Private Sub optLog_Click()
Dim oXRange As Range
Dim oYRange As Range

Set oXRange = Range(rfdRegX) ' from RefEdit control
Set oYRange = Range(rfdRegY) ' from RefEdit control

txtSlope = _
Format(Application.Evaluate("SLOPE(" & oYRange.Address(external:=True) & _
"LN(" & oXRange.Address(external:=True) & "))"), "##.000000")

txtIntercept = _
Format(Application.Evaluate("INTERCEPT(" & oYRange.Address(external:=True) &
_
oXRange.Address(external:=True) & ")"), "##.000000")

' print out formula to user
StatusBar1.SimpleText = "Y = " & txtSlope & " * Ln(X) + " & txtIntercept

Set oXRange = Nothing
Set oYRange = Nothing

End Sub

TIA
doco
"Tom Ogilvy" wrote in message
...
You trying to get LN to operate as an array formula - you will need to use
the evaluate function to do that

Sub Tester1()
Dim oXValues As Range
Dim oYValues As Range
Set oXValues = Range("B13:B18")
Set oYValues = Range("A13:A18")
dSlope = Evaluate("Slope(" & _
oYValues.Address(external:=True) & ",LN(" _
& oXValues.Address(external:=True) & "))")
dIntercept = Evaluate("Intercept(" & _
oYValues.Address(external:=True) & ",LN(" _
& oXValues.Address(external:=True) & "))")
Debug.Print dSlope & ", " & dIntercept

End Sub


works for me.

→ TASKS:
• A. According to the reply in the thread, why must the Evaluate function be used to compute the slope and intercept with LN applied to the X range?
• B. In the Tester1 routine in the thread, which worksheet range is assigned to oXValues?

→ SUPPLIED MATERIAL:

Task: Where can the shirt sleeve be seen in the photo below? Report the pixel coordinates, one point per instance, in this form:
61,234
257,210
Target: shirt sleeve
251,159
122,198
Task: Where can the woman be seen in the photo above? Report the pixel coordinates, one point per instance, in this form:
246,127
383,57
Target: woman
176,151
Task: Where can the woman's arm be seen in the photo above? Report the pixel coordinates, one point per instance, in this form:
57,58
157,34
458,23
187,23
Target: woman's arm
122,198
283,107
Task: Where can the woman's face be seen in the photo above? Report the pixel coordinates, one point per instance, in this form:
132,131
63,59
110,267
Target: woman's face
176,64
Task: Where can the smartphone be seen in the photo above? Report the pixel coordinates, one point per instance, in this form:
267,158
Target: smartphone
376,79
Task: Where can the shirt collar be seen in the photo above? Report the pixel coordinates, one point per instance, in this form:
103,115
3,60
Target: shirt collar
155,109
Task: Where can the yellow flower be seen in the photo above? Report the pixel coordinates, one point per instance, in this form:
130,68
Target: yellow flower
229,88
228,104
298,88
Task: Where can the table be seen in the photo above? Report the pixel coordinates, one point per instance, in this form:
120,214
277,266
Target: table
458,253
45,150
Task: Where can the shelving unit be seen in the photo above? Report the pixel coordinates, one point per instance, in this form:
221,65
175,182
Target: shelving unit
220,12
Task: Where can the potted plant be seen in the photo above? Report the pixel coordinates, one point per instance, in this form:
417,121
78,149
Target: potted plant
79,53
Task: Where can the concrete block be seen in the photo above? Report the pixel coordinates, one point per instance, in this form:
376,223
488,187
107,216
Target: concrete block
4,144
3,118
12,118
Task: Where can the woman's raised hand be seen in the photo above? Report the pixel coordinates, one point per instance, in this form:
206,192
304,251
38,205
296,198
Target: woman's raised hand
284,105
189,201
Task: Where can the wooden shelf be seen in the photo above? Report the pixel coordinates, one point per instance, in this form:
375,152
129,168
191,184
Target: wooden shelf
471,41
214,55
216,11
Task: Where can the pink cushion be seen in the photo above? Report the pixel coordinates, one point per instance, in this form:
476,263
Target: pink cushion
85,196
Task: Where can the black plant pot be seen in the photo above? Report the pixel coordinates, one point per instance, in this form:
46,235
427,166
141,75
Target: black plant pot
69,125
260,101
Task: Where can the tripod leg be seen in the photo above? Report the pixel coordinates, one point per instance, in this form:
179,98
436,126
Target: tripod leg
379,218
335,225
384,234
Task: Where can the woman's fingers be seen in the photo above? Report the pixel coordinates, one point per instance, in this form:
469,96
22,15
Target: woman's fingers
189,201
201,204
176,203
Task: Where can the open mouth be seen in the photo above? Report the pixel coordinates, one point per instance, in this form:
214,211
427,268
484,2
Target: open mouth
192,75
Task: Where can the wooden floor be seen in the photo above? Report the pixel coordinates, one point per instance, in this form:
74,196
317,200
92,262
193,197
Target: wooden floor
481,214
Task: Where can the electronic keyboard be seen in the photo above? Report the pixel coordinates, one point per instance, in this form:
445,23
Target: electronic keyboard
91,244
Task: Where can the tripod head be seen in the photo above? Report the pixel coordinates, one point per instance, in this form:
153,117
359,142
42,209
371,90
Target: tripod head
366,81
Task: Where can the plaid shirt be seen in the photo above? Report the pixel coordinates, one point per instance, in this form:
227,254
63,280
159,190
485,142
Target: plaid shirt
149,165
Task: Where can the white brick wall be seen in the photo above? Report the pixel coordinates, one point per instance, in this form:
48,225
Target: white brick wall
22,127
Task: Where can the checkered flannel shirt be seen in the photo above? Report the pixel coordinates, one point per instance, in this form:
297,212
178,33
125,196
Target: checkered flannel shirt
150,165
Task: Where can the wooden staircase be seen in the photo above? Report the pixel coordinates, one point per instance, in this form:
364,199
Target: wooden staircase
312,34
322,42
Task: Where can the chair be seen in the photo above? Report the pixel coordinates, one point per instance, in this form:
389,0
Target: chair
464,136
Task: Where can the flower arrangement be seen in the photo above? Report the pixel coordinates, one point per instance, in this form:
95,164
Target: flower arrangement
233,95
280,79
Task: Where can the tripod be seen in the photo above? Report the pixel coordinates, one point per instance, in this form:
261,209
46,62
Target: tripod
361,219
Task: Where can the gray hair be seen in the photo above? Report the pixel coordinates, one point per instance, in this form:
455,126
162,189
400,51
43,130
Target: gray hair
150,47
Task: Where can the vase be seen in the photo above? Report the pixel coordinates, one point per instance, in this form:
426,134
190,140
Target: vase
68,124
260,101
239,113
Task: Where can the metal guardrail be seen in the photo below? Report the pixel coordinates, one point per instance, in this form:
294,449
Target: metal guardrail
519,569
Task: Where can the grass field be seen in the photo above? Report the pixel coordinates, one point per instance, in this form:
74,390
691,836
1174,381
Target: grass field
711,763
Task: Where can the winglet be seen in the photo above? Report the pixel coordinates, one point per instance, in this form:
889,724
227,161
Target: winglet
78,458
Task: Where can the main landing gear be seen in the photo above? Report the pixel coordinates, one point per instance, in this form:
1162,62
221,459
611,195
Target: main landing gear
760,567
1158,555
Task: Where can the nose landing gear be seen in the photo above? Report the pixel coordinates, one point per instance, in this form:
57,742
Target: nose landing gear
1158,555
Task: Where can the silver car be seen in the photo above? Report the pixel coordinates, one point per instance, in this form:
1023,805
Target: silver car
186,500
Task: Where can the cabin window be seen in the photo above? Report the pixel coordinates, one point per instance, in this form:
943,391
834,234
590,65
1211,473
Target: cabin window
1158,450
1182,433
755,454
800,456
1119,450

→ ANSWERS GIVEN:
• A. The code tries to make LN operate as an array formula over the whole X range. The reply states that the Evaluate function is needed to do that.

• B. The range B13:B18.